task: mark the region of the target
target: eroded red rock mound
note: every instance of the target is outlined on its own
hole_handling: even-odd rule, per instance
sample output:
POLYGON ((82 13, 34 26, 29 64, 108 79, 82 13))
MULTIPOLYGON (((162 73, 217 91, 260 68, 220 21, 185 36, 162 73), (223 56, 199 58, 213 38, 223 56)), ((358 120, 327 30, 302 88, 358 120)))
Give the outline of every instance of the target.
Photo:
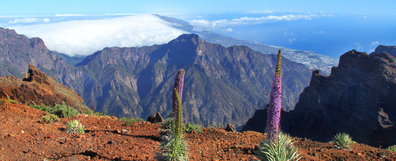
MULTIPOLYGON (((45 112, 24 105, 0 106, 0 161, 156 161, 159 125, 137 122, 126 127, 115 117, 80 114, 53 124, 40 120, 45 112), (85 133, 72 135, 65 124, 80 120, 85 133)), ((191 161, 253 161, 253 150, 263 134, 204 128, 185 133, 191 161)), ((332 143, 293 138, 301 161, 395 161, 396 153, 353 143, 348 150, 332 143)))
POLYGON ((76 109, 88 109, 79 94, 29 65, 29 71, 23 80, 12 75, 0 78, 0 97, 11 98, 23 104, 50 106, 65 101, 76 109))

▸ TASK REQUIREMENTS: Please render the material above as a JSON list of strings, one string per line, with blank lines and the picture left out.

▸ TASK OUTPUT:
[
  "task: mark the region of the target",
  "target: eroded red rock mound",
  "note: every instance of the target is outlined on its own",
  "hole_handling: even-odd rule, per instance",
  "sample output:",
  "POLYGON ((82 13, 34 26, 29 64, 108 79, 82 13))",
  "MULTIPOLYGON (((162 73, 217 91, 260 68, 220 21, 185 36, 162 73), (223 56, 199 58, 213 38, 223 56)), ((358 120, 327 30, 302 88, 358 120)))",
  "Give the outline of every instance of the target.",
  "Photo:",
  "MULTIPOLYGON (((45 112, 24 105, 0 106, 0 161, 156 161, 159 125, 137 122, 126 127, 115 117, 80 114, 53 124, 40 120, 45 112), (85 133, 72 135, 65 124, 80 120, 85 133)), ((191 161, 253 161, 253 150, 263 134, 204 128, 185 133, 191 161)), ((332 143, 293 138, 301 161, 395 161, 396 153, 353 143, 348 150, 332 143)))",
  "POLYGON ((76 109, 88 109, 79 94, 29 65, 29 71, 23 80, 12 75, 0 78, 0 97, 11 98, 23 104, 50 106, 65 101, 76 109))"
]